▶ _EXERCISE DIRECTIONS_
Reproduce the data below exactly as written. Pictures do not belong in the copy.

━━━ EXCERPTED DATA ━━━

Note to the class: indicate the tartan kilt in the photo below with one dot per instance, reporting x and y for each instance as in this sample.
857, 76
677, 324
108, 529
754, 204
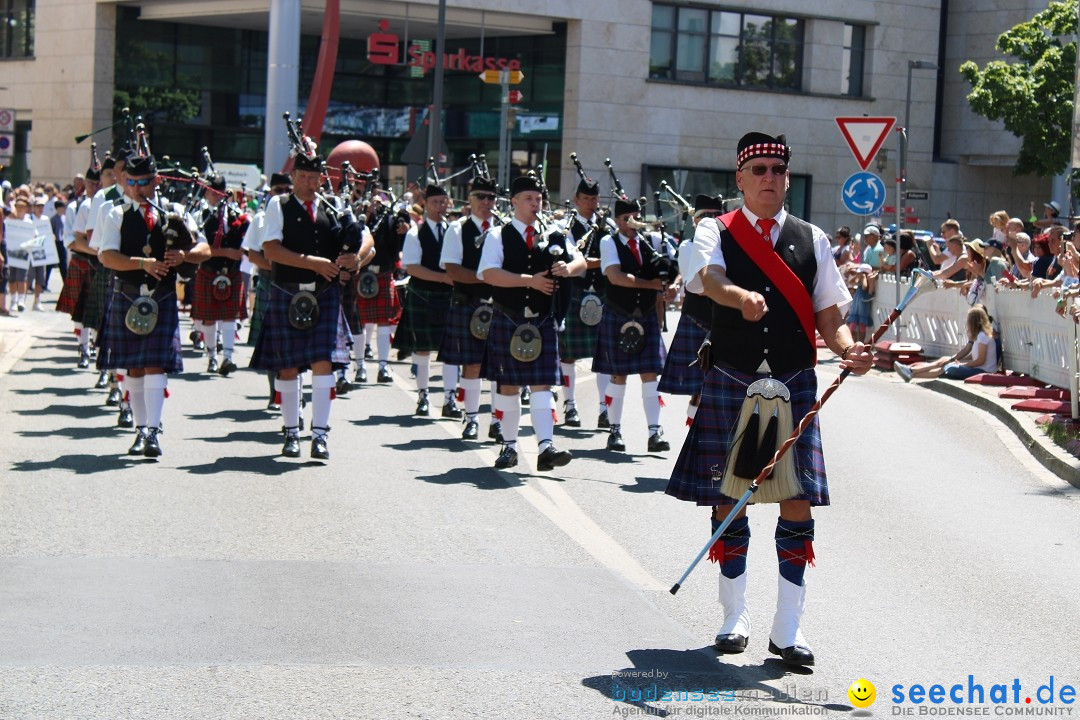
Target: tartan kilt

━━━

▶ _SOLUTION TO THIS EXERCISE_
Note to the class: indicate the tartan kilt in the photo below with one dot per instance, reporting x and y for each instance as in this sample.
857, 76
677, 324
108, 529
754, 204
Target: tartan kilt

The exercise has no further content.